CHALLENGE 1: In the text about Rick Santorum, what label does the writer say would be the appropriate view of him?
CHALLENGE 2: Extract from the Santorum text the stretch from "An Abraham Lincoln" through "terms described above.", word for word.

TEXT:
The United States shall guarantee to every State in this Union a Republican Form of Government, and shall protect each of them against Invasion; and on Application of the Legislature, or of the Executive (when the Legislature cannot be convened), against domestic Violence.” -- Emphasis mine, Ibid.

An Abraham Lincoln Conservative” would be the appropriate view of Rick Santorum. He at least mentally suspended the Constitution in making his statements of the Federal Government's role in relation to the States after admitting Conservatives view the roles in a very specific way, which would indicate, a very Constitutional way. Santorum's explanation of the roles, to end with, “...the federal government has to step in and do something...,” is the epitome of the very role that the Obama administration is already playing out in pursuing Joe Arpaio, the State of Arizona, and others for making an effort to enforce America's immigration laws, let alone the recent contraception issue in Texas. Of course I have to assume Lawyer Rick Santorum knows the Constitution, and was hoping candidate Rick Santorum knew it other than in the lawyerly terms described above.

RECORDED INFORMATION:
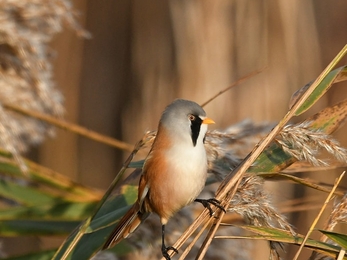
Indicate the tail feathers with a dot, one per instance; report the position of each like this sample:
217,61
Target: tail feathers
127,225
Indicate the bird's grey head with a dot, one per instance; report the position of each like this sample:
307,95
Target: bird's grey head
183,119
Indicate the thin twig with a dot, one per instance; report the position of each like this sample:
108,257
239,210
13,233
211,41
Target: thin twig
210,236
341,254
71,127
319,215
82,229
239,81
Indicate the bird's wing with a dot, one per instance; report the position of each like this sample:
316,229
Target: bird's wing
142,191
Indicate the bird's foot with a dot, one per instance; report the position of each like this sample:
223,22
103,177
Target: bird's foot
164,251
206,203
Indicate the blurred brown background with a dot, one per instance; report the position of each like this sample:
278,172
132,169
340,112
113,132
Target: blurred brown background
144,54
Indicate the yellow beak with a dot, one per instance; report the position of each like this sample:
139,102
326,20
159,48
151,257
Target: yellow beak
208,121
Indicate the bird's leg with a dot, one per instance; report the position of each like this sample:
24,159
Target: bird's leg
206,203
164,249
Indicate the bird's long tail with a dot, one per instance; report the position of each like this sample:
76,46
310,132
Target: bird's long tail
127,225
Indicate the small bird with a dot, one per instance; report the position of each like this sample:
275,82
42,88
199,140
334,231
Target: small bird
174,172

SOLUTION 1: An Abraham Lincoln Conservative

SOLUTION 2:
An Abraham Lincoln Conservative” would be the appropriate view of Rick Santorum. He at least mentally suspended the Constitution in making his statements of the Federal Government's role in relation to the States after admitting Conservatives view the roles in a very specific way, which would indicate, a very Constitutional way. Santorum's explanation of the roles, to end with, “...the federal government has to step in and do something...,” is the epitome of the very role that the Obama administration is already playing out in pursuing Joe Arpaio, the State of Arizona, and others for making an effort to enforce America's immigration laws, let alone the recent contraception issue in Texas. Of course I have to assume Lawyer Rick Santorum knows the Constitution, and was hoping candidate Rick Santorum knew it other than in the lawyerly terms described above.